Copy the lines below word for word, leaving out the pictures.

* EXERCISE MATERIAL
↓

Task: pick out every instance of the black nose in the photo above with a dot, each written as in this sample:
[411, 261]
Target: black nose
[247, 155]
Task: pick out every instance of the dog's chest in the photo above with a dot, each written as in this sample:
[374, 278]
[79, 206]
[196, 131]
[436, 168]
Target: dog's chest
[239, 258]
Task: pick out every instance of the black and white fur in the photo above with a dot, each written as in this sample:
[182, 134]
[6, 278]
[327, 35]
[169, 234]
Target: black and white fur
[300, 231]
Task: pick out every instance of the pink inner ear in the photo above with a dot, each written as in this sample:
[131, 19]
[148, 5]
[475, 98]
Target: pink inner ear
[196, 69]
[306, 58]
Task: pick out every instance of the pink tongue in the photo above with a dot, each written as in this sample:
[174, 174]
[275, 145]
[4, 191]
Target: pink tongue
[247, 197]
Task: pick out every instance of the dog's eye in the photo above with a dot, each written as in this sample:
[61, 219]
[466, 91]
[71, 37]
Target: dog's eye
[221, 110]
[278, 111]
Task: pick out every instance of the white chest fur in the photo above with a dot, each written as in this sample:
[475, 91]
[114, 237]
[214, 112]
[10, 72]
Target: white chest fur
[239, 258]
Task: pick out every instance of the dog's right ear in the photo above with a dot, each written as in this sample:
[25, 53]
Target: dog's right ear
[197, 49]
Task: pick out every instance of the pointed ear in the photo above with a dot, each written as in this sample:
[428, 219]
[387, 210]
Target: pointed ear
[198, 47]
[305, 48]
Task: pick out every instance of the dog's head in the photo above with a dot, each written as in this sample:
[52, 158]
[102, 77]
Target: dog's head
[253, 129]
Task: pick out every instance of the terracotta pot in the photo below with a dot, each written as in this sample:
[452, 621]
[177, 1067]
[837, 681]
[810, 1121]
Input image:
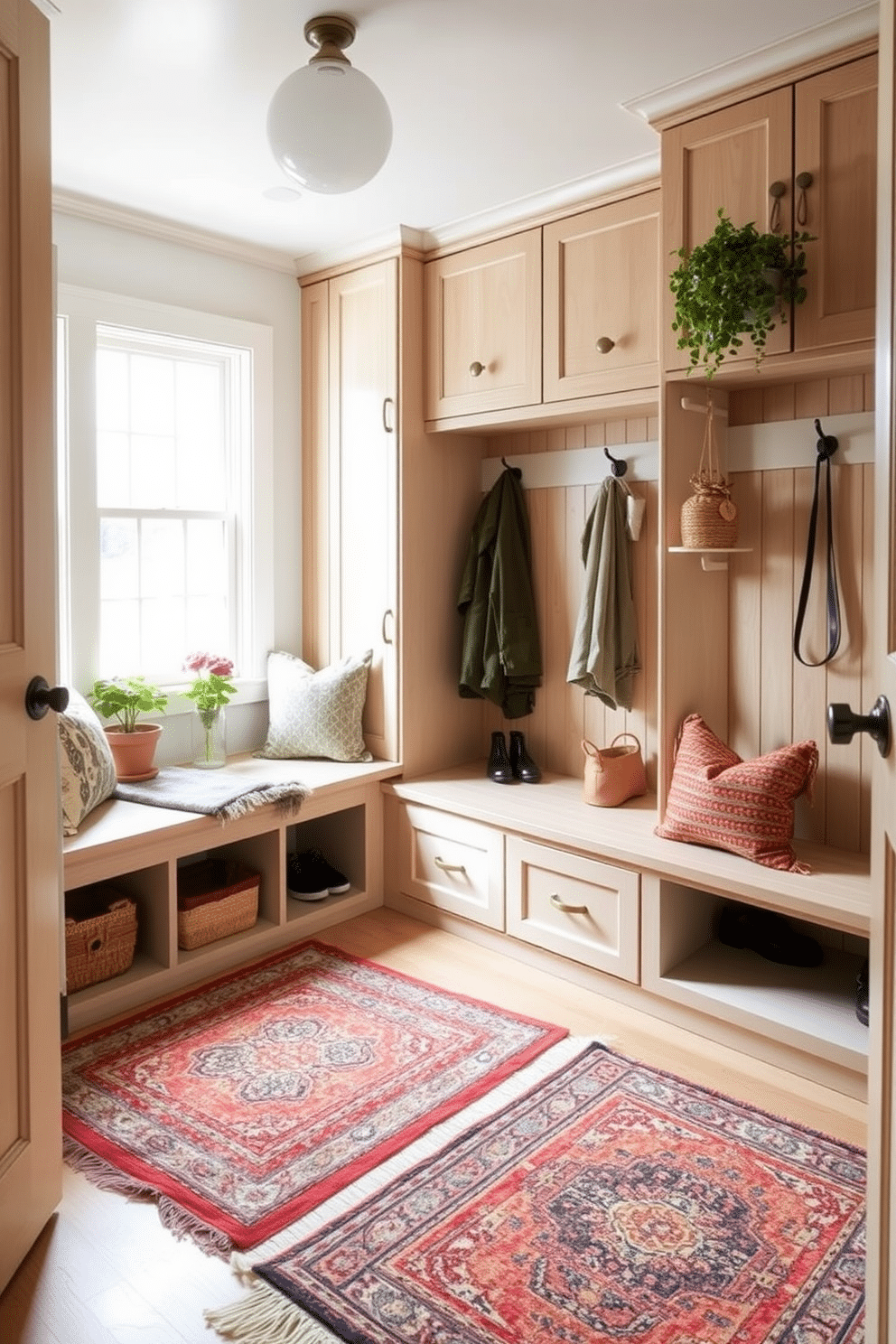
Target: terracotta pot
[133, 751]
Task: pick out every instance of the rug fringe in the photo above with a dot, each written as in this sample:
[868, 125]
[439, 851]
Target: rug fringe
[266, 1317]
[173, 1217]
[102, 1173]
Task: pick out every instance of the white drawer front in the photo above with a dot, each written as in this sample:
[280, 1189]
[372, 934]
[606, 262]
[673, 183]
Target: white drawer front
[575, 906]
[452, 863]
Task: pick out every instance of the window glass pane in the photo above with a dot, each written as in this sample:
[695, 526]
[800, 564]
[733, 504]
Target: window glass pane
[113, 470]
[207, 567]
[162, 556]
[118, 639]
[163, 633]
[201, 437]
[209, 625]
[112, 390]
[118, 566]
[154, 471]
[152, 394]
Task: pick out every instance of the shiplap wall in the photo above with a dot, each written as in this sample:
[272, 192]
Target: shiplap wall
[772, 699]
[565, 714]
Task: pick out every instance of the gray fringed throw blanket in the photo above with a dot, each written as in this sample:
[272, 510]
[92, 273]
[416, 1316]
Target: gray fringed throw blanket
[203, 790]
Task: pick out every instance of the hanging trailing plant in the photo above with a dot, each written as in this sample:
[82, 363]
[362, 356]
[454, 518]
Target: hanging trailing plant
[736, 284]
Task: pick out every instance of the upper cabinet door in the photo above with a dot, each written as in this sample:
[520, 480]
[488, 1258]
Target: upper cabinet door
[727, 159]
[484, 327]
[601, 300]
[835, 141]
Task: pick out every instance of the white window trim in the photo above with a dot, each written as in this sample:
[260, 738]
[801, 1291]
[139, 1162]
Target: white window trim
[83, 309]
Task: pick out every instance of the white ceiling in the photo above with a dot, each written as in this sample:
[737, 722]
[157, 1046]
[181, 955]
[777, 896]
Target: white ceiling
[159, 105]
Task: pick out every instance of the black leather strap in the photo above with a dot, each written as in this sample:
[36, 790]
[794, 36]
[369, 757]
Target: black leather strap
[825, 449]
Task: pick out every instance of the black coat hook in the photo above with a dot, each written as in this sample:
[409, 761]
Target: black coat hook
[617, 465]
[826, 445]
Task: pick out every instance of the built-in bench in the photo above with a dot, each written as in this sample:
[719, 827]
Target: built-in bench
[138, 848]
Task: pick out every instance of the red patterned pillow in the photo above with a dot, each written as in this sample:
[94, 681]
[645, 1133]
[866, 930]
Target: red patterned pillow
[746, 807]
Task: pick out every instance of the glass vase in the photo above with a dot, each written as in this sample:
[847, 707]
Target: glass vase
[210, 740]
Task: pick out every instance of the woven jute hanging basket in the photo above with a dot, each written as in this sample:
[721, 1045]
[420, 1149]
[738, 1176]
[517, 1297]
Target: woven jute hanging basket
[710, 517]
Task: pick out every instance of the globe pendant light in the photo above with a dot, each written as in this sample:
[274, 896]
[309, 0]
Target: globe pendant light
[328, 124]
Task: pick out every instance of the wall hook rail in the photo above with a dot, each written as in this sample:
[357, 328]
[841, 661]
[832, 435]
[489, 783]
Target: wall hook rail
[617, 465]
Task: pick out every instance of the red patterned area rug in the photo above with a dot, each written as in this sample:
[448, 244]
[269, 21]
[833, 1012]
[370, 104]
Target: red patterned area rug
[607, 1203]
[243, 1104]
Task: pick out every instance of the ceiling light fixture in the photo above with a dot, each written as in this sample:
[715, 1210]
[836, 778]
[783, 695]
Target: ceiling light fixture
[328, 124]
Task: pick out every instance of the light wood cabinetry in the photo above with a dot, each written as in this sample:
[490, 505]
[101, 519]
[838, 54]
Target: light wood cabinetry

↑

* OUTPUT FOR THIS TASK
Task: pick out every instance of the black nose in the photo above with a dot, each written as in this sample:
[411, 261]
Target: black nose
[247, 155]
Task: pick out every instance of the dog's chest in the photo above with a dot, each written as in this sample:
[374, 278]
[79, 206]
[196, 131]
[436, 168]
Target: dog's chest
[239, 258]
Task: pick out every instance of the black and white fur in the photo above with a dot, each written as in this sample:
[182, 134]
[6, 278]
[327, 35]
[169, 234]
Target: black and white fur
[300, 231]
Task: pick out every instance of the pink inner ear in the photo above with a dot, each written as in this sample:
[131, 19]
[148, 5]
[475, 98]
Target: pink inner ear
[196, 69]
[306, 58]
Task: pick out every instance of the pink tongue in the photo above with a dot, each written as in this sample:
[174, 174]
[275, 145]
[4, 191]
Target: pink tongue
[247, 197]
Task: pick out every instance of the dog's eye in the photo above with a dot, each written as in this sample:
[61, 219]
[466, 91]
[71, 37]
Target: dog's eye
[221, 110]
[278, 111]
Task: pick out every instance of the white chest fur in the photo above with a dot, each written as in this sample:
[475, 91]
[114, 237]
[214, 112]
[10, 72]
Target: white chest fur
[239, 258]
Task: pick out every instance of the dog's right ear in the photo above with a dot, each written as in this sample:
[25, 53]
Target: dog's right ear
[197, 49]
Task: pick out every instance of the pointed ear in the photo above with a dot, each written as in this sample:
[428, 219]
[387, 210]
Target: pointed ear
[198, 47]
[305, 48]
Task: pick out every instance of the dog's head in the photo above with a dot, each written as in this sample:
[52, 158]
[102, 77]
Target: dog's head
[253, 129]
Task: pick out every instance of the terracotta pot in the photo below with a dot, each written as in this sample:
[452, 621]
[177, 1067]
[837, 681]
[810, 1121]
Input image:
Target: terracotta pot
[133, 751]
Task: pick out every instance of the rug fringe in the photo above with a dot, each written as in this sample:
[868, 125]
[439, 851]
Target: rug fringe
[266, 1317]
[173, 1217]
[102, 1173]
Task: pick out every instance of the white drawer front in the photo above with a dot, each written as in this sample:
[280, 1189]
[372, 934]
[606, 262]
[673, 183]
Target: white drawer front
[575, 906]
[452, 863]
Task: pick out every instance of the window glass pane in the photo above with a dot, each written as in this sample:
[695, 526]
[800, 564]
[733, 504]
Target: window glass pane
[113, 470]
[207, 567]
[162, 556]
[118, 639]
[163, 633]
[201, 437]
[209, 625]
[112, 390]
[118, 566]
[154, 471]
[152, 394]
Task: pick out every instance of the shiplap wall in the photo above with a dot, each written as in this sample:
[272, 192]
Target: shiplap wall
[772, 699]
[565, 714]
Task: pick out every instance of the gray fringed throw blanket in the photo above with a dot, each written as in this sample:
[272, 510]
[92, 273]
[416, 1316]
Target: gray fringed throw blanket
[203, 790]
Task: pick out every instance of the hanging trailing plant in the photo above with a dot, each written as in this sample:
[82, 363]
[362, 356]
[454, 518]
Target: hanging trailing plant
[736, 284]
Task: pick out every instance of the upper cabinet door in the photo above with a dot, each written as in this sample:
[520, 480]
[488, 1258]
Target: upper cabinet door
[727, 159]
[484, 327]
[601, 300]
[835, 141]
Task: pick out every instance of the white window trim in the photo above with a dot, each written as in this sample:
[260, 738]
[801, 1291]
[139, 1162]
Target: white window trim
[83, 309]
Task: pick out every instance of the white ceiling in the photo above with a dot, each written as in this sample:
[737, 722]
[157, 1046]
[181, 955]
[777, 896]
Target: white ceiling
[159, 105]
Task: pick out every instance of the black leather strap in the photo above with a dot, each written as in this sample:
[36, 790]
[794, 36]
[369, 757]
Target: black leather strap
[825, 449]
Task: pick out every instance of the black coat hook in the photo above with a dot, each written as in this sample:
[409, 761]
Target: black coat hook
[617, 465]
[826, 445]
Task: pick out every instance of the built-in bench in the photo above with a dot, each written as in this sample:
[719, 827]
Target: built-in bench
[138, 848]
Task: pick out every instance of the red patterned pillow in the photo above with a dot, each written as in this sample:
[94, 681]
[645, 1133]
[866, 930]
Target: red patterned pillow
[746, 807]
Task: pick out every instance of the glass vase in the photo above with a dot, each written as in this sample:
[847, 707]
Target: glass vase
[210, 740]
Task: pick out every instance of the woven jute hanging basket in the photo above with a dot, each written as in this sample:
[721, 1045]
[420, 1149]
[738, 1176]
[517, 1297]
Target: woven jute hanging basket
[710, 517]
Task: pick out every instance of the globe pendant light in the photo above with a dot, each written as in this sample:
[274, 896]
[309, 0]
Target: globe pendant light
[328, 124]
Task: pick out every instance of the wall hook rail in the photo above with a dot, each written as in this sample:
[357, 328]
[841, 661]
[832, 435]
[489, 783]
Target: wall hook rail
[617, 465]
Task: pick out every instance of the red patterned area rug in the photo above with a dot, each written as in this sample:
[448, 244]
[269, 21]
[833, 1012]
[370, 104]
Target: red patterned area rug
[607, 1203]
[243, 1104]
Task: pick out every instance of the ceiling light fixture in the photo above with a dot, each written as in this sample:
[715, 1210]
[836, 778]
[783, 695]
Target: ceiling light fixture
[328, 124]
Task: pick out every instance of the light wood cabinetry in the photo above with a dot, each written as in this sample:
[490, 505]
[101, 519]
[838, 54]
Target: light wood cabinetry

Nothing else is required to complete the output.